> [PROBLEM DETAILS]:
Repeat, exactly and alone, every line from the line that contains "the bed leg" to the end of the entries.

> [PROVIDED DATA]:
• • • • •

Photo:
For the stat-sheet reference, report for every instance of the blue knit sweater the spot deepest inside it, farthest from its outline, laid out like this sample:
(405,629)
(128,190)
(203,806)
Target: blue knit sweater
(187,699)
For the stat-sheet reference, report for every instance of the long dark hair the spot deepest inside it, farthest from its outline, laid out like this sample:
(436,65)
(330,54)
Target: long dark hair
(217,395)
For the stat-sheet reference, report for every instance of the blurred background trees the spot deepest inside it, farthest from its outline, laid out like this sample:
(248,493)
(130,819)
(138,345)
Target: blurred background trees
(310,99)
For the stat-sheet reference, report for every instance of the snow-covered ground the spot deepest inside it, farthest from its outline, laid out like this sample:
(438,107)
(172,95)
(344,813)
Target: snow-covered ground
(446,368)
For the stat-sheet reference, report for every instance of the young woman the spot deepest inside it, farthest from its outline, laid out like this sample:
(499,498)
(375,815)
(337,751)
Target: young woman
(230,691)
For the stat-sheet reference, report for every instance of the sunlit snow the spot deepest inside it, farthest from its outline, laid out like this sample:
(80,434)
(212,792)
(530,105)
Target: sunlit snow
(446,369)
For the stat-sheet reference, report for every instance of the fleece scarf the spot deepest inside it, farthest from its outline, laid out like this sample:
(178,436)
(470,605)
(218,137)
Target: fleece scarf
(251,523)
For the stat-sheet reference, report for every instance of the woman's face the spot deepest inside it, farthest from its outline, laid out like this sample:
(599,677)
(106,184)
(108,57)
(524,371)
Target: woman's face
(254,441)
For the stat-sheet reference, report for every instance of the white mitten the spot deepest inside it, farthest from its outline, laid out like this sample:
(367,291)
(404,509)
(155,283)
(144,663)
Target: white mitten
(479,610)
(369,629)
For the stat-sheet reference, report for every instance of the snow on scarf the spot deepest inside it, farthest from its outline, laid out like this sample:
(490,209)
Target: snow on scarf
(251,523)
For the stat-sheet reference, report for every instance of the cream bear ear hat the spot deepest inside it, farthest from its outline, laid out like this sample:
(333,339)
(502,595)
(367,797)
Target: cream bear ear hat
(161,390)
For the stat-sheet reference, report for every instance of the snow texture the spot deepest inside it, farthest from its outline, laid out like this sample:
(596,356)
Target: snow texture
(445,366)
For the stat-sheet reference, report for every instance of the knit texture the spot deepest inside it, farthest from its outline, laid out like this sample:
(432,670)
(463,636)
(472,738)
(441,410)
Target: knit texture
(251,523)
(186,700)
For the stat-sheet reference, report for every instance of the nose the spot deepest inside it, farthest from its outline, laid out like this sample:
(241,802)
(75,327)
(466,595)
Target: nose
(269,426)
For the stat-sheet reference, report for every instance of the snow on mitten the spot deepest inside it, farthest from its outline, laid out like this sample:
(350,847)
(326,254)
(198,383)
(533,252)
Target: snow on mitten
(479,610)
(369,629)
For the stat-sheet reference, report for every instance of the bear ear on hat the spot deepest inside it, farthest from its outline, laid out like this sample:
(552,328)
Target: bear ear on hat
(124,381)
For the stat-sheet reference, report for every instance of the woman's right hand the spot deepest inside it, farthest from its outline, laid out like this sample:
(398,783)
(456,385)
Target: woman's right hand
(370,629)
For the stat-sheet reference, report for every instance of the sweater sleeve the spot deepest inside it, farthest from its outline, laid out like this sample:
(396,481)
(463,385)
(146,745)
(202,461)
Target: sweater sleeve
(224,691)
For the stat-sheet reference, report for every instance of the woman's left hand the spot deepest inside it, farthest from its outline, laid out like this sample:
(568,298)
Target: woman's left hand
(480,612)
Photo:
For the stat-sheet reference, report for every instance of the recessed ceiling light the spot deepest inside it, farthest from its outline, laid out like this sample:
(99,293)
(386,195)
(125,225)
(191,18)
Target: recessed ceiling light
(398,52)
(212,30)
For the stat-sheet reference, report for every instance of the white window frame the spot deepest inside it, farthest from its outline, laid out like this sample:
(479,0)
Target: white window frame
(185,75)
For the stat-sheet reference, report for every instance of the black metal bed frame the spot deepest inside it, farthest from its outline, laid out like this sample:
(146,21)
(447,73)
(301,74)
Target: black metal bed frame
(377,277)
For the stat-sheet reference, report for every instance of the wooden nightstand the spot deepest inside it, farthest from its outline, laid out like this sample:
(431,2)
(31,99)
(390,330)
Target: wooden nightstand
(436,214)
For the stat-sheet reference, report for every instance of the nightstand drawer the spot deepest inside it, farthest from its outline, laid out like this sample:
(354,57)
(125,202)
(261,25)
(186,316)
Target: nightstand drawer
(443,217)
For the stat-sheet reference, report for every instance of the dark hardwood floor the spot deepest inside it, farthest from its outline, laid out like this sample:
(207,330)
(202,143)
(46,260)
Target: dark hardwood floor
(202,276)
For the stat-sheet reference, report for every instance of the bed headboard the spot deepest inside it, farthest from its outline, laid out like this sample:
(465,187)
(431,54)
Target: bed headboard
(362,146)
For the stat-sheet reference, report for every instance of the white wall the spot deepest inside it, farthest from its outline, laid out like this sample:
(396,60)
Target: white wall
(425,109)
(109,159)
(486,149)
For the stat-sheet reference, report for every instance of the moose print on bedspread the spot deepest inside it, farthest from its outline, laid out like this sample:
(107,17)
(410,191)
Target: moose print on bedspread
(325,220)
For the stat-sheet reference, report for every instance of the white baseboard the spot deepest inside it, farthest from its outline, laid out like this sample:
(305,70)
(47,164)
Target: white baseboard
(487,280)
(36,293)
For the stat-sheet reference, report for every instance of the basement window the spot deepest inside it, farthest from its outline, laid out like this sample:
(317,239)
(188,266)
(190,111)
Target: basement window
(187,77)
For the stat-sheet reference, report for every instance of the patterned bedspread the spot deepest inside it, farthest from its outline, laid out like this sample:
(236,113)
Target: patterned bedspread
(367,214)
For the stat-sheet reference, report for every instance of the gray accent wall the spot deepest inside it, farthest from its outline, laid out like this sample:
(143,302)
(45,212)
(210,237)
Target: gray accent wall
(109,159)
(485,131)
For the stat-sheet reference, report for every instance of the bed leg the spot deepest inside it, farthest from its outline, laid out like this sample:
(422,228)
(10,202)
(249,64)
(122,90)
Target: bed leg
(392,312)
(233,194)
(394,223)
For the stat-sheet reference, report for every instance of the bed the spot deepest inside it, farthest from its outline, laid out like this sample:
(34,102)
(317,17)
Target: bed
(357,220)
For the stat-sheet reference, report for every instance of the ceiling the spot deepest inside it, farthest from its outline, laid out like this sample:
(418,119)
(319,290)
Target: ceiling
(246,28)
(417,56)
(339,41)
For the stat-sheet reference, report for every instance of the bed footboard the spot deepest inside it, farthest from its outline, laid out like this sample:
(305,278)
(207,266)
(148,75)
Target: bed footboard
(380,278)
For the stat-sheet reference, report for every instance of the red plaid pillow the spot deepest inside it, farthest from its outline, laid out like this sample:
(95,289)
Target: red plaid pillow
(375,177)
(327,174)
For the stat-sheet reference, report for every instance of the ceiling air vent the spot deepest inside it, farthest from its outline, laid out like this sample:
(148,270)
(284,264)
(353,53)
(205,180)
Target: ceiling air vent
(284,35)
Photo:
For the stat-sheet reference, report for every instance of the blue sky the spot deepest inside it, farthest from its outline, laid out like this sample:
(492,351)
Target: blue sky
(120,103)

• • • • •

> [SOLVED EXERCISE]:
For the stat-sheet reference, report for every instance of the bed leg the spot deepest inside it, farthest from its outline, laid out like this sample:
(422,228)
(10,202)
(249,64)
(122,90)
Target: bed leg
(392,312)
(233,194)
(394,223)
For the stat-sheet reference, report for every instance of the bed the spot deepest inside it, farthest from its outline, laid out like this sample:
(34,102)
(317,17)
Target: bed
(357,220)
For the stat-sheet reference, report for every instance of the ceiling the spot deepest inside it, farthest from its outline, laid out like this sample:
(418,119)
(319,290)
Target: ceiling
(246,28)
(417,56)
(339,41)
For the stat-sheet reference, report for every instance of the bed footboard the spot deepest inside it, farthest from its outline, laid out like this sample:
(305,278)
(207,266)
(148,75)
Target: bed footboard
(380,278)
For the stat-sheet reference, report for every instance of the red plaid pillow the spot deepest inside it, farthest from its outline, laid out like this sample:
(95,289)
Target: red plaid pillow
(375,177)
(327,174)
For the stat-sheet reference, report for every instance of the ceiling air vent the spot deepest inside it, farthest from its outline, laid out like this sample:
(148,270)
(284,264)
(353,53)
(205,180)
Target: ceiling air vent
(284,35)
Photo:
For the stat-sheet reference, report for every instance of the blue sky the spot deepest inside it, farthest from its outline, laid out like this sample:
(492,351)
Target: blue sky
(120,103)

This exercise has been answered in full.